[Opening TASK DATA section]

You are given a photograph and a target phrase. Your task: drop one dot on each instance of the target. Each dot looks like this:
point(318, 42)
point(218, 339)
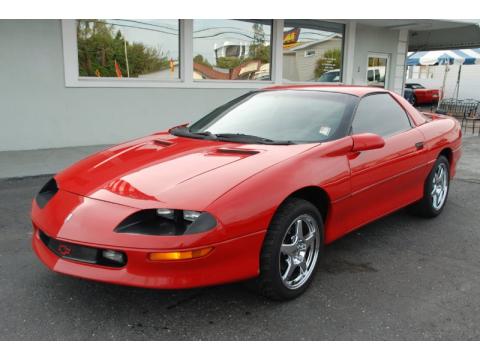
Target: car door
point(385, 179)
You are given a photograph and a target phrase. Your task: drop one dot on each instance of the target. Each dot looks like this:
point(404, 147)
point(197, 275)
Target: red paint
point(242, 185)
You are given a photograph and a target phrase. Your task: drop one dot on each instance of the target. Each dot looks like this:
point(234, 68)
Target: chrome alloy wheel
point(299, 251)
point(439, 186)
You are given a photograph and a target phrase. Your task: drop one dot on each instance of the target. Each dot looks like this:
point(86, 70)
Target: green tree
point(329, 61)
point(99, 46)
point(228, 62)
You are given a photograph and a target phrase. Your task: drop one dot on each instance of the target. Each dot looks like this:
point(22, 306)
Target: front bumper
point(231, 260)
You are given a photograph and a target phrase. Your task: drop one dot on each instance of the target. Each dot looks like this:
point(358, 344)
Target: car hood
point(163, 170)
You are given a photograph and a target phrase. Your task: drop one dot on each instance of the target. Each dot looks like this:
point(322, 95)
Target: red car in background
point(422, 95)
point(254, 189)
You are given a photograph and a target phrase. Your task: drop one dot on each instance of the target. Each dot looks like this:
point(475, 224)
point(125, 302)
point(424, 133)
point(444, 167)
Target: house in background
point(432, 77)
point(299, 62)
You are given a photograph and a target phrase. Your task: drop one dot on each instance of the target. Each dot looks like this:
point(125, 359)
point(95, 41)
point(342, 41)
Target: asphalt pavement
point(399, 278)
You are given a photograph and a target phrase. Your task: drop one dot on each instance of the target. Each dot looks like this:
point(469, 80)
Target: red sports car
point(254, 189)
point(422, 95)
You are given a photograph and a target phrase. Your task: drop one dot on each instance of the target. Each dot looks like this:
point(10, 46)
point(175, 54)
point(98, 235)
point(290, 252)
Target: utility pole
point(126, 56)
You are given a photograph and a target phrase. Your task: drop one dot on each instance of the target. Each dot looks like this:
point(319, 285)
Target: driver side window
point(380, 114)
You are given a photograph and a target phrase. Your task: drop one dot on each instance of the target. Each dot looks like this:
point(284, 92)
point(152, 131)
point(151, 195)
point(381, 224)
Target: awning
point(441, 57)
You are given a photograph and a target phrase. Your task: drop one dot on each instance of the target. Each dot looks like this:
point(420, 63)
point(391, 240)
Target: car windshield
point(278, 116)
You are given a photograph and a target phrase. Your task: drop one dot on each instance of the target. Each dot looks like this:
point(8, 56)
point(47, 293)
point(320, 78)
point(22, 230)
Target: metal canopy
point(445, 57)
point(463, 37)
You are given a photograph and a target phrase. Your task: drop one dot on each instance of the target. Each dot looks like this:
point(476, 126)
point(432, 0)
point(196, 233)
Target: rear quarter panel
point(249, 206)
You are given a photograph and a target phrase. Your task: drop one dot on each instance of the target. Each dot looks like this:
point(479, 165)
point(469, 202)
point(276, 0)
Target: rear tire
point(435, 191)
point(291, 250)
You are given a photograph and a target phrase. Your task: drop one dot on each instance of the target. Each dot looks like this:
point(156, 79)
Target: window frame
point(410, 121)
point(72, 78)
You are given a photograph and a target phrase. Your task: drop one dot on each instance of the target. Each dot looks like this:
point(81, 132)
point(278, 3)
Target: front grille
point(81, 253)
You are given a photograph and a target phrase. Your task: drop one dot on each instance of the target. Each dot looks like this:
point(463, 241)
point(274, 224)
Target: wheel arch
point(448, 153)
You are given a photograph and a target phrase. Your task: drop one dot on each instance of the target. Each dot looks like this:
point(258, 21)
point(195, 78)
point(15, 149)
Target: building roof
point(346, 89)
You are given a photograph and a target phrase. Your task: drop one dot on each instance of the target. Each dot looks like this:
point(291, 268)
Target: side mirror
point(367, 141)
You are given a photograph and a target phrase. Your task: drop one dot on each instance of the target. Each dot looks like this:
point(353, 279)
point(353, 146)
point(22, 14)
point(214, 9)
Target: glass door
point(377, 70)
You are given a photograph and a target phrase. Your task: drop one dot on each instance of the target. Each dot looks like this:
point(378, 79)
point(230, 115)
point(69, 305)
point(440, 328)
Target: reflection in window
point(312, 50)
point(380, 114)
point(128, 48)
point(231, 49)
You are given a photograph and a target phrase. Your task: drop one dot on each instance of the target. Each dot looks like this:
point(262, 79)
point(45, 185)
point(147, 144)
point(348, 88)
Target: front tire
point(435, 191)
point(291, 250)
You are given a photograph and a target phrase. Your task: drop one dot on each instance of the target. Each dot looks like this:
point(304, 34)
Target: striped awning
point(443, 57)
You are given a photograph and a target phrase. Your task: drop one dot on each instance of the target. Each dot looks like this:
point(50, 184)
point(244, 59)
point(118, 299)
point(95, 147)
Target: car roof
point(345, 89)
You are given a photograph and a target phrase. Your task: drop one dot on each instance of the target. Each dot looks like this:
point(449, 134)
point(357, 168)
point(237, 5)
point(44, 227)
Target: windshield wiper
point(252, 138)
point(234, 137)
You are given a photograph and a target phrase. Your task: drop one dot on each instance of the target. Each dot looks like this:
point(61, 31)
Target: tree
point(99, 46)
point(199, 59)
point(329, 61)
point(257, 49)
point(228, 62)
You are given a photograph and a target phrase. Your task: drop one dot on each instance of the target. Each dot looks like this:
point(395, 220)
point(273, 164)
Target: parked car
point(253, 190)
point(421, 95)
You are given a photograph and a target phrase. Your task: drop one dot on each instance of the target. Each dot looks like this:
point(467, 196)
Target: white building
point(433, 76)
point(49, 100)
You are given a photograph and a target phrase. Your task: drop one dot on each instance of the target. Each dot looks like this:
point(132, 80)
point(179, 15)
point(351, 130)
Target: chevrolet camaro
point(252, 190)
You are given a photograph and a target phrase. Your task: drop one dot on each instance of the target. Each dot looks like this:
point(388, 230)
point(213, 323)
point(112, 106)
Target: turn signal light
point(179, 255)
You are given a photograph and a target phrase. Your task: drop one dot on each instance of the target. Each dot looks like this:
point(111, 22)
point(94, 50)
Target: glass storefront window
point(128, 48)
point(312, 50)
point(232, 49)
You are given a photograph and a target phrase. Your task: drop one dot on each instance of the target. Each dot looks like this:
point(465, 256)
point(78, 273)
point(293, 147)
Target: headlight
point(167, 222)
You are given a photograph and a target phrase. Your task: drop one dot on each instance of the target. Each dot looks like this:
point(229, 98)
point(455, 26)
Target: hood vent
point(238, 151)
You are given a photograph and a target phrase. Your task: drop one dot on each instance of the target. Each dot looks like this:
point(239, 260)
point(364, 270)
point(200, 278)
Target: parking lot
point(400, 278)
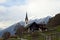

[Closing TASK DATA section]

● **ACTION ITEM**
Before copying, set the pictures aside; then give the records again exactly.

● **ANSWER**
You are given a photograph and a target phrase. Your task: drop one dot on each instance of the target. Each dot looks like this:
point(318, 42)
point(218, 339)
Target: car door
point(385, 179)
You are given a photograph and a target phrase. Your task: drop one dot on each instance of the target. Each dot looks like this:
point(404, 147)
point(197, 275)
Target: red paint
point(242, 185)
You are given a photograph and a target phrase. Your task: drop one dot on each instance of the target. Each dot looks like this:
point(234, 68)
Target: chrome alloy wheel
point(299, 251)
point(439, 186)
You are given a photograph and a target phrase. Your task: drop one dot on each instance of the target. Each dot looks like this:
point(86, 70)
Target: green tree
point(329, 61)
point(99, 46)
point(228, 62)
You are given a photograph and a target phrase. Your task: drop one dot on each instance of the target. Each dot looks like this:
point(22, 306)
Target: front bumper
point(231, 260)
You are given a photograph and a target phrase. Your task: drop one dot on each instance of the target. Each dot looks like this:
point(358, 344)
Target: car hood
point(163, 170)
You are given a photograph and a target phrase. Your task: drop one dot on each instance of the target. Each dot looks like this:
point(322, 95)
Target: red car in background
point(422, 95)
point(254, 189)
You are given a photograph and a target phrase. Your task: drop one dot on each instance of the target. Each dot looks like this:
point(475, 224)
point(125, 302)
point(424, 133)
point(444, 167)
Target: house in background
point(432, 77)
point(299, 62)
You are given a photograph and a target phrase. Your task: drop one dot on each instance of the target. Each dot looks like this:
point(125, 359)
point(95, 41)
point(342, 41)
Target: asphalt pavement
point(399, 278)
You are given a photograph and a target phrase. Your task: drop one dot on each instance of the target. Each dot looks like this:
point(469, 80)
Target: red sports car
point(254, 189)
point(422, 95)
You are given a photograph and a target phrase. Your task: drop one dot on each instance of the target. Each dot looks like this:
point(10, 46)
point(175, 54)
point(98, 235)
point(290, 252)
Target: utility pole
point(126, 56)
You are given a photograph and a target phrase. Your task: drop one dot on each instance of the target. Each dot looks like this:
point(319, 285)
Target: driver side window
point(380, 114)
You are given a photograph and a target phrase. Your task: drop one dot on each instance of the target. Each dot looks like this:
point(284, 92)
point(152, 131)
point(151, 195)
point(381, 224)
Target: awning
point(441, 57)
You are given a photograph and a target phrase. Your task: drop one dot on each instance of the target. Each dot looks like this:
point(420, 63)
point(391, 240)
Target: car windshield
point(278, 116)
You are given a photograph and a target phrase. Your task: drop one dot on each instance of the target. Each dot looks like this:
point(8, 56)
point(47, 293)
point(320, 78)
point(22, 230)
Target: metal canopy
point(445, 57)
point(463, 37)
You are given a photograph and a target phrase. Your task: drop one dot on each instance of the target. Each dot looks like this:
point(476, 126)
point(432, 0)
point(196, 233)
Target: rear quarter panel
point(249, 206)
You are given a photograph and a target phrase. Your task: drop one dot on each instance of the target. Each dot looks like this:
point(479, 165)
point(469, 202)
point(276, 0)
Target: rear tire
point(435, 191)
point(291, 250)
You are given a photograph and a target phrase. Your task: drop one dot on each instance of the target. Each dot looks like this:
point(156, 79)
Target: window frame
point(410, 121)
point(72, 78)
You are given a photograph and a target phrase. Your task: drop one dot on each instance of the target. Each dot looks like this:
point(81, 132)
point(278, 3)
Target: front grille
point(81, 253)
You are given a photograph and a target phrase. Your task: drop one dot on each instance of the target. Each dot looks like this:
point(463, 241)
point(274, 224)
Target: wheel arch
point(448, 153)
You are given a photograph and a target phrase. Your task: drop one dot on each instance of the target. Each dot looks like this:
point(258, 21)
point(195, 78)
point(15, 149)
Target: building roof
point(346, 89)
You are given a photograph and a target phrase. Your task: drop one dot on each instance of the target. Each dot looks like this:
point(291, 268)
Target: side mirror
point(367, 141)
You are given a photograph and a target phrase. Your task: drop one dot on each instance of the target. Each dot looks like this:
point(353, 279)
point(353, 146)
point(22, 14)
point(214, 9)
Target: glass door
point(377, 70)
You are given a photograph and a target phrase. Your task: drop one dot on each instance of the target. Each dot looks like this:
point(378, 79)
point(230, 115)
point(69, 305)
point(440, 328)
Target: reflection in window
point(312, 50)
point(380, 114)
point(128, 48)
point(231, 49)
You are given a photograph and a target phrase. Your task: drop one dot on each instance of the target. Each dot looks like this:
point(262, 79)
point(45, 185)
point(147, 144)
point(348, 88)
Target: front tire
point(435, 191)
point(291, 250)
You are given a photograph and a target phrase. Your task: drop one dot on each instance of the target. Each dot looks like this:
point(304, 34)
Target: striped awning
point(443, 57)
You are given a photograph and a target phrase. Your task: drop one dot on each instance of the target. Each dot looks like this:
point(50, 184)
point(244, 59)
point(118, 299)
point(95, 147)
Target: car roof
point(345, 89)
You are given a photograph and a target phrase. Your task: drop one dot on each instance of the target. Each dot looks like this:
point(449, 134)
point(357, 168)
point(237, 5)
point(44, 227)
Target: windshield wiper
point(252, 138)
point(234, 137)
You are given a photograph and a target phrase. Your task: drop one dot on each instance of the target. Each dot looks like this:
point(61, 31)
Target: tree
point(99, 46)
point(199, 59)
point(329, 61)
point(257, 49)
point(228, 62)
You are given a photograph and a target phrase. Your task: drop one dot on each instance of the target. Each dot looks like this:
point(395, 220)
point(273, 164)
Target: parked car
point(253, 190)
point(421, 95)
You are given a photograph and a target phrase. Your task: drop one dot on each instance of the target. Each dot looks like this:
point(467, 196)
Target: white building
point(433, 76)
point(49, 100)
You are given a photograph and a target phrase. Your task: drop one dot on each instance of the target. Each dot looks like this:
point(132, 80)
point(179, 15)
point(351, 130)
Target: chevrolet camaro
point(252, 190)
You are given a photograph and a target phrase. Your task: drop one dot on each instance of the target. Each dot looks like this:
point(388, 230)
point(213, 323)
point(112, 106)
Target: turn signal light
point(179, 255)
You are given a photograph and a target phrase. Your task: drop one dot on each instance of the target. Each dot looks like this:
point(111, 22)
point(94, 50)
Target: glass storefront window
point(128, 48)
point(312, 50)
point(232, 49)
You are given a photograph and a target phrase. Your task: drop one dot on each instance of the target. Each dot looks like this:
point(465, 256)
point(78, 273)
point(293, 147)
Target: headlight
point(167, 222)
You are given a photograph and a target phrase. Your task: drop one dot on each instance of the target. Each dot looks like this:
point(229, 98)
point(455, 26)
Target: hood vent
point(238, 151)
You are given a photograph and a target phrase. Your task: drop one dot on each instance of the target. Each dot looks like this:
point(239, 260)
point(364, 270)
point(200, 278)
Target: parking lot
point(400, 278)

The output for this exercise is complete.